* The problem *
Beginning with the line where "Question. Identify every instance of the green leaf" appears, retype every remaining line of the data below, both the first and last included.

* Material shown *
══════════
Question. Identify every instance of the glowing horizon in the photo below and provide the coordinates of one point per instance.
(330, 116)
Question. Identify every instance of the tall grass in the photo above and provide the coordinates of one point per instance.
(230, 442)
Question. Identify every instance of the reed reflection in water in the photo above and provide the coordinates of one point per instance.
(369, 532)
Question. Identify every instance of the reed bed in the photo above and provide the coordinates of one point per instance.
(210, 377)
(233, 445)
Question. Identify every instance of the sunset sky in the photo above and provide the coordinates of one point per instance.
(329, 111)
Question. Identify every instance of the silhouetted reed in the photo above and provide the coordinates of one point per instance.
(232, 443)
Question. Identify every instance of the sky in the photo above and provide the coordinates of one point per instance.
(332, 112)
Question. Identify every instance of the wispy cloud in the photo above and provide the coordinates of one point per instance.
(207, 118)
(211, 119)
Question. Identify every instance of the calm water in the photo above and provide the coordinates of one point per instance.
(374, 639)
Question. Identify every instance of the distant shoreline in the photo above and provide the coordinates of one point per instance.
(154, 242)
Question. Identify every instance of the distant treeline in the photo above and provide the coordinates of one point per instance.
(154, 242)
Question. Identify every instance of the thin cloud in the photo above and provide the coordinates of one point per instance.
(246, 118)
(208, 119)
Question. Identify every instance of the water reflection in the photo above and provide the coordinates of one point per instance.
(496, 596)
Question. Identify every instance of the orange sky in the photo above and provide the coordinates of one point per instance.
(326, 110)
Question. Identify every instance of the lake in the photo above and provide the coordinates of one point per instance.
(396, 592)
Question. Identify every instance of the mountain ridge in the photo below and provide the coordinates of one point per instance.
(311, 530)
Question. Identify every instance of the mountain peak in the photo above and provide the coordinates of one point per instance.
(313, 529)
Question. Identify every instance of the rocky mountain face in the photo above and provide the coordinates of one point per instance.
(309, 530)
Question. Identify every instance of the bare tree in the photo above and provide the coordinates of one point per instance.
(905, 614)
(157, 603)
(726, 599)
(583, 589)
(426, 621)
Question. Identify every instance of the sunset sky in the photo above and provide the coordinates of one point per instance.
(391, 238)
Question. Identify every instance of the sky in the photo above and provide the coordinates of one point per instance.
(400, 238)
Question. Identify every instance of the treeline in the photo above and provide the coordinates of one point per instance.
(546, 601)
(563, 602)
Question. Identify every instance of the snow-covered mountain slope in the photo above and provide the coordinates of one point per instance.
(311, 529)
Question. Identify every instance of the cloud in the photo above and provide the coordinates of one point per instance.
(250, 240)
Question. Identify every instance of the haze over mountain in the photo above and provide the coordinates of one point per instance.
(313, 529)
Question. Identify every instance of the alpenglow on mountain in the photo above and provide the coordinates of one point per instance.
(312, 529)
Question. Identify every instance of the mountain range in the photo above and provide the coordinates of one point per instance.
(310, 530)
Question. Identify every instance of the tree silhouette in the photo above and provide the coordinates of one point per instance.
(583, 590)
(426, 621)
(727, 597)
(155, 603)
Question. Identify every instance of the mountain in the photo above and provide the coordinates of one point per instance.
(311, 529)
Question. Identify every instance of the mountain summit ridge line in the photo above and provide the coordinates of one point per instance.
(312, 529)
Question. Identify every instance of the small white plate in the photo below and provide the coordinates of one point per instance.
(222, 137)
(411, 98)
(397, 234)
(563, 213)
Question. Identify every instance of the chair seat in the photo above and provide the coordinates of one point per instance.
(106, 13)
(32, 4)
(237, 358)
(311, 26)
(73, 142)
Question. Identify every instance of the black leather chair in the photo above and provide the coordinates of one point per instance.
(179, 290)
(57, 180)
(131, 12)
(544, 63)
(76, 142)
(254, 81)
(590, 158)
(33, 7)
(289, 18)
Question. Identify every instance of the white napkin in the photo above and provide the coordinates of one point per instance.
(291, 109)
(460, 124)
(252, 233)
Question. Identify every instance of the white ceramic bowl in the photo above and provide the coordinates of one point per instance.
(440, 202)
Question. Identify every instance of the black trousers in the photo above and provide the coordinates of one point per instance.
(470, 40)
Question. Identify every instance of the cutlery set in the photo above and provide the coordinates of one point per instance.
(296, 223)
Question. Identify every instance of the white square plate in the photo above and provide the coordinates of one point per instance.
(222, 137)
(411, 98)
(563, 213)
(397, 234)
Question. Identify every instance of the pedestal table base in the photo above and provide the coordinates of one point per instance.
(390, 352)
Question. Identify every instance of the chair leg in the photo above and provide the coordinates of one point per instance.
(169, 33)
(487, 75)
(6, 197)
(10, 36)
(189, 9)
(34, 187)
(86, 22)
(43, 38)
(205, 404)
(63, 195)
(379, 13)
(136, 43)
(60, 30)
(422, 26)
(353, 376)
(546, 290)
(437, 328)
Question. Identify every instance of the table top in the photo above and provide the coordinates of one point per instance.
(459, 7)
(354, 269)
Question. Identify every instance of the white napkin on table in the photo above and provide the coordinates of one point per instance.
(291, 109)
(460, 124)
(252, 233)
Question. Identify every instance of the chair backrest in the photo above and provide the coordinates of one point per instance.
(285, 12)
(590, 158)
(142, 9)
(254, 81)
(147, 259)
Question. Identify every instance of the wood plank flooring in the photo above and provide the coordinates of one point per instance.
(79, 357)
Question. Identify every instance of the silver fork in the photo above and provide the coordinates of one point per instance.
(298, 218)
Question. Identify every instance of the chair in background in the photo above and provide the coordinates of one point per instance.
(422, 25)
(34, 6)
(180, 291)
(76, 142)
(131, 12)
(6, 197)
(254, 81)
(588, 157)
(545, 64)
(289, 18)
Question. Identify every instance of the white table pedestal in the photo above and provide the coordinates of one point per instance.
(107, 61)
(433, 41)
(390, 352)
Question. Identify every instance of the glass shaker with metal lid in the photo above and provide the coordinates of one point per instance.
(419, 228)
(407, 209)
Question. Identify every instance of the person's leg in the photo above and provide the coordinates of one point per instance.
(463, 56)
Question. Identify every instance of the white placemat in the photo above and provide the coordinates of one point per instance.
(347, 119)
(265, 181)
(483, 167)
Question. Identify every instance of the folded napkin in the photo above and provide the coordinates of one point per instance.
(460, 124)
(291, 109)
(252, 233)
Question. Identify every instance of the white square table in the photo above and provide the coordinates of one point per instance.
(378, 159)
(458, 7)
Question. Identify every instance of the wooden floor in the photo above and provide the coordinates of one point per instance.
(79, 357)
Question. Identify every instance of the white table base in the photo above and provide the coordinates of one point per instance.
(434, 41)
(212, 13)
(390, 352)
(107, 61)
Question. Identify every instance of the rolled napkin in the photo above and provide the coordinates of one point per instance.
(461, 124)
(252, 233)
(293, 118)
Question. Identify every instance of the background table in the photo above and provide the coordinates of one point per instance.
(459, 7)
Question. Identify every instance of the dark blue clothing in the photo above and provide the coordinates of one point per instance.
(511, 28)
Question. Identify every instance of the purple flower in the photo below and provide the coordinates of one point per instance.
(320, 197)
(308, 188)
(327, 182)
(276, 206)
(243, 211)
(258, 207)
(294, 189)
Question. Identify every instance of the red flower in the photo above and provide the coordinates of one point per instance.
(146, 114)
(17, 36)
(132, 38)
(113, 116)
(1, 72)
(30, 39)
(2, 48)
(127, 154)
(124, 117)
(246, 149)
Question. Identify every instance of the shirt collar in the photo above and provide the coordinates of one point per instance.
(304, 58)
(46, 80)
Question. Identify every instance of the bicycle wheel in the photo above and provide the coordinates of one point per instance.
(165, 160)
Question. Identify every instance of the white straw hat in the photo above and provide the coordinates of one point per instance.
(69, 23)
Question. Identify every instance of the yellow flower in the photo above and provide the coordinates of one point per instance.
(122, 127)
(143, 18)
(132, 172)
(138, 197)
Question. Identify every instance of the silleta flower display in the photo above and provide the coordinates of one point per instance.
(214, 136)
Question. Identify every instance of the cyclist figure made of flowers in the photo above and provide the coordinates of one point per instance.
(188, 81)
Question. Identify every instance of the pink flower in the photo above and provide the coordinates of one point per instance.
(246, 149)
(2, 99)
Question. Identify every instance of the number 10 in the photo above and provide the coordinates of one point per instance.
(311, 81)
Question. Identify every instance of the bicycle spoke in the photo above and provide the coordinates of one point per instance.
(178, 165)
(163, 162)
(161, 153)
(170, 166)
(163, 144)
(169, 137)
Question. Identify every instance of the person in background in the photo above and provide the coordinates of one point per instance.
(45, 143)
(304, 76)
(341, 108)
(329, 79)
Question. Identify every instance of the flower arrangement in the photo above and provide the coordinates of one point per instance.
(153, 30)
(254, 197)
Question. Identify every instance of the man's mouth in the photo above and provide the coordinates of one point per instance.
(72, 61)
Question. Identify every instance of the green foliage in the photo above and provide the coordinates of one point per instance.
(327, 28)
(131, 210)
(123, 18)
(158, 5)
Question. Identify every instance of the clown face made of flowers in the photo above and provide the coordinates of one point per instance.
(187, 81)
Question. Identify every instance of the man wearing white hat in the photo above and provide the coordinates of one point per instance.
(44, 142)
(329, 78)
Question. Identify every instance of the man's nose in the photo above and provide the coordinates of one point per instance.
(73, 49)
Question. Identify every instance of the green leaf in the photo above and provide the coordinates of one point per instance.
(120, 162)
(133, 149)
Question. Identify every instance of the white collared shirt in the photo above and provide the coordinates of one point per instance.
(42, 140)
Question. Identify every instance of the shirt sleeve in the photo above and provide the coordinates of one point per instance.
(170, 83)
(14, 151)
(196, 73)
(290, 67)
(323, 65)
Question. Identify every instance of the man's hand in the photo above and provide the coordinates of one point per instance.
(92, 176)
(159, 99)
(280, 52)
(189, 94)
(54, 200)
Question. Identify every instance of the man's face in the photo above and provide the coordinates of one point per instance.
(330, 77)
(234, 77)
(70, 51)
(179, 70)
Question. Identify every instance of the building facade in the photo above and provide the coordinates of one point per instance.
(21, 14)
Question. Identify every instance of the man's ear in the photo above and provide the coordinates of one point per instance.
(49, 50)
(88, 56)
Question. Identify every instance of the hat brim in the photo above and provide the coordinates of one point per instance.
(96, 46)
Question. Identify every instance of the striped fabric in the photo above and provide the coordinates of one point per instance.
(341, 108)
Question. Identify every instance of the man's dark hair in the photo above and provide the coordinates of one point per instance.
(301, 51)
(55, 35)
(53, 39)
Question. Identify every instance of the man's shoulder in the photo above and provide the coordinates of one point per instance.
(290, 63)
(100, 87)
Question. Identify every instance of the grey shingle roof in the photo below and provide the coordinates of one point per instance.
══════════
* Response *
Question. Identify every instance of the green leaf in the photo above and provide the coordinates of one point per instance.
(120, 162)
(133, 149)
Question. Identify every instance of the white collared shirt in the photo above and provide the coordinates of one point per instance.
(42, 140)
Question. Identify every instance of the shirt sleeve in the photo above and provide the coordinates of one point per instance.
(170, 83)
(14, 151)
(196, 73)
(290, 67)
(323, 65)
Question. Identify every instance of the man's hand in the photo above and provide the coordinates of one point per instance.
(92, 176)
(159, 99)
(280, 52)
(189, 94)
(54, 200)
Question. Identify every instance of the man's face in the photo above and provide the coordinates of one point per instance.
(330, 77)
(234, 77)
(70, 51)
(179, 70)
Question. Identify every instance of the building facade in the photo above and provide the coordinates of one point per instance.
(21, 14)
Question. Identify every instance of the man's ear in the photo above and provide the coordinates of one point per instance.
(49, 50)
(88, 56)
Question. Identify every instance of the hat brim in the photo above and provide the coordinates of one point per instance.
(96, 46)
Question. Identify every instance of the striped fabric in the photo above and provide the coordinates of one point per instance.
(341, 108)
Question. Identify every instance of the man's dark hair in the photo above and provide the coordinates of one point per instance.
(301, 51)
(55, 35)
(53, 39)
Question. Identify every instance of the man's shoulder in the photo above and provide the coordinates of one point per instance.
(290, 63)
(100, 87)
Question. Identify every instance of the grey shingle roof in the photo below and provide the coordinates of one point per instance.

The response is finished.